**What to produce:**
Update all the entries below by replacing "innermost point" with "central point" and leaving every other word as it stands. Omit the pictures from your output.

(Items listed in a dataset)
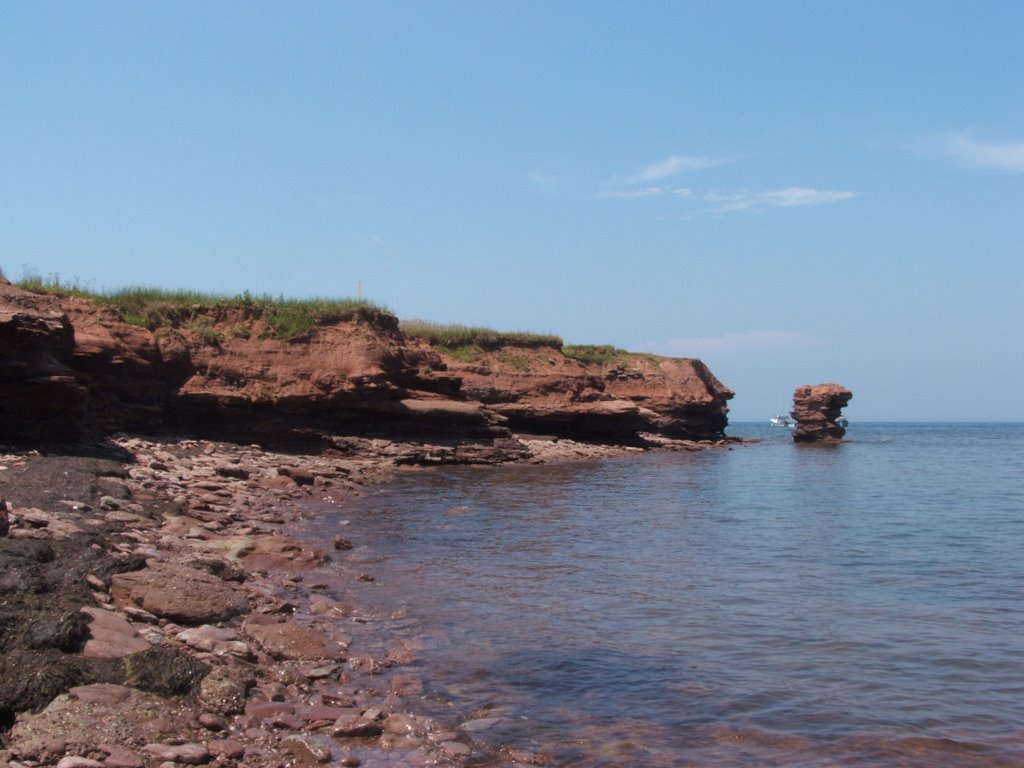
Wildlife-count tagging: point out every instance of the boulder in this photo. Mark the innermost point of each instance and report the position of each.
(816, 410)
(179, 594)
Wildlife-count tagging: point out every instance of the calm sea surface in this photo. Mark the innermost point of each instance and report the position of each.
(767, 604)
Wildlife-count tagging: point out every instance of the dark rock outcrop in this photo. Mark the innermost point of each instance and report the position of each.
(816, 410)
(41, 395)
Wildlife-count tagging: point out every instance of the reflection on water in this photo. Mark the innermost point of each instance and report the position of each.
(770, 604)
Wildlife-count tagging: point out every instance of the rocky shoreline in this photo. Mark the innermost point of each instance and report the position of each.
(157, 612)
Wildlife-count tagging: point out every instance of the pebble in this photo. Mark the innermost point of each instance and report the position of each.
(189, 754)
(76, 761)
(226, 748)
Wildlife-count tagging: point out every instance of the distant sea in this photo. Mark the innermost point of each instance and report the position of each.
(768, 604)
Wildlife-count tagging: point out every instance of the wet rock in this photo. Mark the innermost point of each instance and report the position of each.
(407, 685)
(66, 631)
(224, 690)
(399, 724)
(353, 725)
(167, 672)
(307, 748)
(298, 476)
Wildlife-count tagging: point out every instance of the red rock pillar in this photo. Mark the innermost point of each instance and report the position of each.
(815, 410)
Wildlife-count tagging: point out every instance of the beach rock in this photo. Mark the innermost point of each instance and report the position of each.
(178, 593)
(228, 749)
(187, 754)
(224, 690)
(41, 395)
(815, 410)
(77, 761)
(350, 726)
(111, 636)
(287, 640)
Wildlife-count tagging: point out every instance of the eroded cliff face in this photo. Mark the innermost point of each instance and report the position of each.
(69, 367)
(538, 389)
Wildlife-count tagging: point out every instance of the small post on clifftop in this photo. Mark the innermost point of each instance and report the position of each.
(817, 412)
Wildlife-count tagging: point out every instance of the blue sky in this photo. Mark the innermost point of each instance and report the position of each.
(793, 192)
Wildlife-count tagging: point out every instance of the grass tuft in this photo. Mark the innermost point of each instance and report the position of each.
(458, 337)
(593, 353)
(157, 307)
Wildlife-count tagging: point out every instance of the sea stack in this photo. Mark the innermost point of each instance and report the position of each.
(816, 410)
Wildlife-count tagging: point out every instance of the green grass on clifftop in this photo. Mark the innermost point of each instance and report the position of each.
(157, 307)
(455, 337)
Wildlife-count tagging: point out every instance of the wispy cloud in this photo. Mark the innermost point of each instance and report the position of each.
(788, 197)
(670, 166)
(635, 193)
(734, 344)
(965, 150)
(544, 179)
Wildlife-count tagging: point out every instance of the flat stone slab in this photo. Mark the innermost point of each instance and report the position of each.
(180, 594)
(292, 641)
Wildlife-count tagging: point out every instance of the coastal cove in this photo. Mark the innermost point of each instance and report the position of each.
(766, 604)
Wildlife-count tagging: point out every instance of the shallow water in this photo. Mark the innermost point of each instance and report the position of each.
(769, 604)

**Exercise output:**
Wildlife-count tagging: point out every instance of the boulder in this photo. Mark the central point of each instance and report the position of each.
(816, 410)
(179, 594)
Wildlife-count tagging: point out every instance of the calm sea surface in this photo. Mark the central point of each instance and report the position of each.
(767, 604)
Wildlife-count tagging: point out every instance of the dark rock outcrop in this photo. Mark the central point of each instance and report the position of each.
(816, 410)
(41, 395)
Wildlife-count tagging: point out every instance of the reflection on water in this photo. Mark the central point of each instance and report the position of each.
(770, 604)
Wildlife-count tagging: point out every instance of the rocky shoreline in this photo. Mark the central point of each instance and report the position of each.
(157, 612)
Wildlife-count tagging: point out every instance of the pebble in this photo. Mark the central point of each instance and report the position of each.
(189, 754)
(76, 761)
(226, 748)
Wildlife-count tagging: point out every instance of the distant sea in this photo. Mark the central point of each instance and report the position of each.
(768, 604)
Wildlife-count tagging: point out every instance of the wet rock in this photo. Mark the central point of each instance and report the position of each.
(407, 685)
(66, 631)
(224, 690)
(399, 724)
(353, 725)
(167, 672)
(307, 748)
(298, 476)
Wildlife-count tagging: point out every instance of the red rock pillar in this photo. Mark the central point of each instance and report the position of each.
(815, 410)
Wildlife-count tagging: point out every instance of the beach rock in this photo. Mark the central point of each instance and report the position of each.
(178, 593)
(228, 749)
(187, 754)
(224, 690)
(41, 395)
(815, 410)
(77, 761)
(350, 726)
(111, 636)
(287, 640)
Wildlife-count tagging: point out every instance of the eroded cliff face in this photo. Mark the central point of each instance and report the position of each.
(69, 367)
(538, 389)
Wildlife-count tagging: point out every instance of the small post on clifftop in this photo. Mark the central point of each instance and report the position of each.
(817, 412)
Wildlife-count tagging: point out every instance of the blue sky in this photo. Mark the central point of each instance and report the position of each.
(793, 192)
Wildlife-count tagging: point out every instance of the grass tuft in this photo. Mark the central point of each instance and report the position of each.
(458, 337)
(593, 353)
(157, 307)
Wildlife-count tagging: point out every instance of the sea stack in this photo. Mark the central point of each instance and report the position of each.
(816, 410)
Wildlife-count tagging: point out every instance of the green grass on clifftop in this photo. Mark the central point of each instance and report the position of each.
(157, 307)
(455, 337)
Wildlife-count tagging: point out every instance of the wispy cloud in this photo. Mark the central point of each instance and report the position of each.
(788, 197)
(670, 166)
(635, 193)
(734, 344)
(965, 150)
(544, 179)
Wildlife-count tagging: point out every instance of the flat stone slab in this photo. Mark the central point of each instance and report the position of each.
(180, 594)
(292, 641)
Wildlife-count tagging: point out every instance of the coastal cove in this photo. Mark the central point of each instance and report the position of each.
(766, 604)
Wildlife-count tagging: point out every instance of the shallow water in this photo. Mark the central point of each instance and report the position of each.
(769, 604)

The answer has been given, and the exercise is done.